---- Record excerpts

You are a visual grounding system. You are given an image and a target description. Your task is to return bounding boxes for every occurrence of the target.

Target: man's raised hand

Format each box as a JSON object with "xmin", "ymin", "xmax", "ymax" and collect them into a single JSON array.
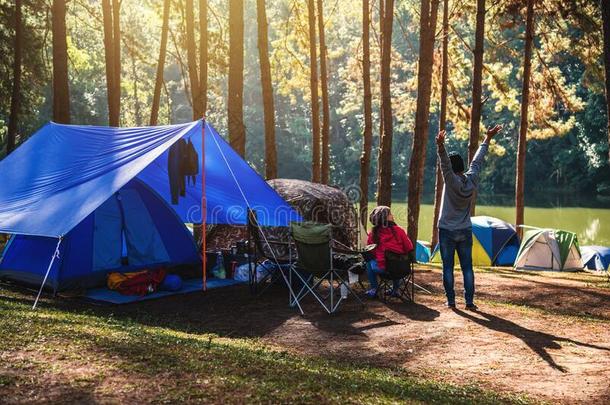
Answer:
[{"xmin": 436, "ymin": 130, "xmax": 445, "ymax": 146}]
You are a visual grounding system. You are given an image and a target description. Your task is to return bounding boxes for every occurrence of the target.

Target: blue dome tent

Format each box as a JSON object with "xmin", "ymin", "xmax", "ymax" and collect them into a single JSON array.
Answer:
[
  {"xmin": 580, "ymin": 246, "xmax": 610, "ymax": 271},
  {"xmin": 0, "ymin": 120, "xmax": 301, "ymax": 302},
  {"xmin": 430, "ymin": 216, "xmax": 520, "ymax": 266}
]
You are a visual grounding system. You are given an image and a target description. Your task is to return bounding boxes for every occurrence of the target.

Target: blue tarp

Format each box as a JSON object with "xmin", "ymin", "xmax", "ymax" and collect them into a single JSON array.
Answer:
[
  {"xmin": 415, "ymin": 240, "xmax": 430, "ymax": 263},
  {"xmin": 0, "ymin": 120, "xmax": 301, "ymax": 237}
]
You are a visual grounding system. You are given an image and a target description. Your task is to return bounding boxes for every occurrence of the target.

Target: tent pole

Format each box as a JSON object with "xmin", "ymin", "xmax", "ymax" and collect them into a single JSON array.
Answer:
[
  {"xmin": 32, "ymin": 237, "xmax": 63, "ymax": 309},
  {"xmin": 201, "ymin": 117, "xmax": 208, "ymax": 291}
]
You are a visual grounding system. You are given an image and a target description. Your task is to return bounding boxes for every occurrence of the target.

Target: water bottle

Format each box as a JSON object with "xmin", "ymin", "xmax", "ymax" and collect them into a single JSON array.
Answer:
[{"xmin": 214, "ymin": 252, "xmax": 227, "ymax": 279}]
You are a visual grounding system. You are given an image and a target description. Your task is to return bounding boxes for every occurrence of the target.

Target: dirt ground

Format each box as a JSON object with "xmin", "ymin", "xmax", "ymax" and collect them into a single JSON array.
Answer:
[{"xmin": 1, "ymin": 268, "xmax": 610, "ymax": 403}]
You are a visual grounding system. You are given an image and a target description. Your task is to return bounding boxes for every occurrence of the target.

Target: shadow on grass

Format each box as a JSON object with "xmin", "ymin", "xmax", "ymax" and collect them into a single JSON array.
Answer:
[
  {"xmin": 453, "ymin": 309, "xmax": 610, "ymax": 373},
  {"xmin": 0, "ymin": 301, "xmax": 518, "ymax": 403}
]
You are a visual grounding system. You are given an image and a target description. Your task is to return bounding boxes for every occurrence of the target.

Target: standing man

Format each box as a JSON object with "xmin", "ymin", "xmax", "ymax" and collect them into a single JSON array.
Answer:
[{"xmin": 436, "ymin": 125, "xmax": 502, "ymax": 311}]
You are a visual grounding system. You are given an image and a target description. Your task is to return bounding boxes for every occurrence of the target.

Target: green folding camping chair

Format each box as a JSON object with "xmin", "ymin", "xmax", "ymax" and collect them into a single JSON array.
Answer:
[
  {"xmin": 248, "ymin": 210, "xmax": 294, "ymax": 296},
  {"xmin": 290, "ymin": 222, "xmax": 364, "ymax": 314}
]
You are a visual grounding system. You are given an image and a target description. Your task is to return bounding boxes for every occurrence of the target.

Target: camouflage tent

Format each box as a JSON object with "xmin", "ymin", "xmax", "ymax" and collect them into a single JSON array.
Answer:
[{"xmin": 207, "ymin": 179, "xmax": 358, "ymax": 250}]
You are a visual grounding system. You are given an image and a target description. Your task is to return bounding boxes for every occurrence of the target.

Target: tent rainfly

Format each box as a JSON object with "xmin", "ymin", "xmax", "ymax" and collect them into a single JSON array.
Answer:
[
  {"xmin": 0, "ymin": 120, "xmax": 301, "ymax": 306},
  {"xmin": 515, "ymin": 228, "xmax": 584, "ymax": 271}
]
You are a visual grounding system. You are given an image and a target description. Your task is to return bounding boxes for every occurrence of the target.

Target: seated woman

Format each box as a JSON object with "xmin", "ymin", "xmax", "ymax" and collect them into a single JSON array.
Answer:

--------
---- Record excerpts

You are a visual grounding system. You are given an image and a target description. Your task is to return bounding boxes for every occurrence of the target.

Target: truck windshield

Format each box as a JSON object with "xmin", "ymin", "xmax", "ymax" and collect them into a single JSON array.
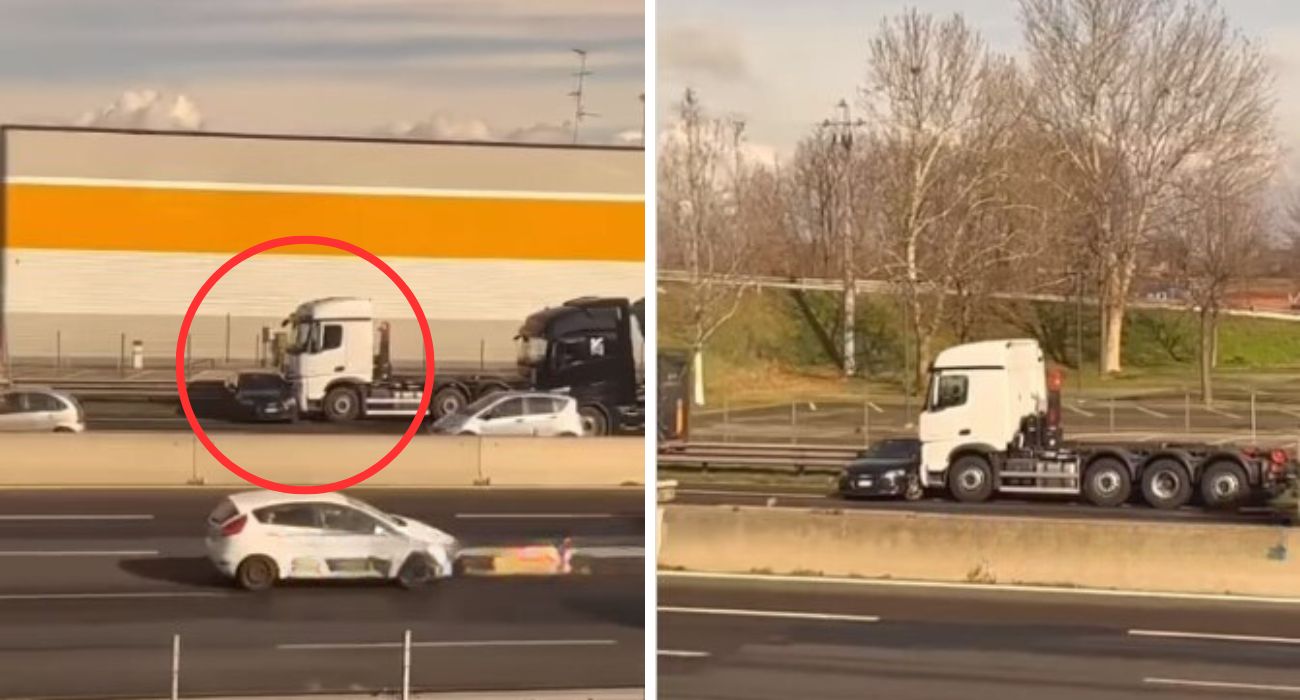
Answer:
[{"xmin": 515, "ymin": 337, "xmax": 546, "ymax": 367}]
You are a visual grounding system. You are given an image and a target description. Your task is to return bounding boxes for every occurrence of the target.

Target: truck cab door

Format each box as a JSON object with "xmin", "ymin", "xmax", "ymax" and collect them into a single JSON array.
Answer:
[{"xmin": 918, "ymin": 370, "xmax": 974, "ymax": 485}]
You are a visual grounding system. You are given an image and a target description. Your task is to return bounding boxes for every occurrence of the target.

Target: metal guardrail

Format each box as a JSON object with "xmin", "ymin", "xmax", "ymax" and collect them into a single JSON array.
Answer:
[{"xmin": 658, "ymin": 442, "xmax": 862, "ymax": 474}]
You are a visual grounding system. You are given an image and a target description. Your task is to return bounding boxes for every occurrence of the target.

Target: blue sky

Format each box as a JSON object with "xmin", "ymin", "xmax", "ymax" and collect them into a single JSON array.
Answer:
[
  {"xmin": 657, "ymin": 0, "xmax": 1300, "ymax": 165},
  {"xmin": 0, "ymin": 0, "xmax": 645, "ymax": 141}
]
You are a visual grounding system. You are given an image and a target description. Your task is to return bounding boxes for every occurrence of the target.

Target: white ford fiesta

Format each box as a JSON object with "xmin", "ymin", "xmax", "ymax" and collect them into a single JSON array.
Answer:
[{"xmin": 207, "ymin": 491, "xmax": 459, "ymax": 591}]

--------

Task directions:
Gather every line of the material above that contains the string "truck", and reproduce each such line in full. Case counts.

Task answer:
Target: truck windshield
Target: truck cab door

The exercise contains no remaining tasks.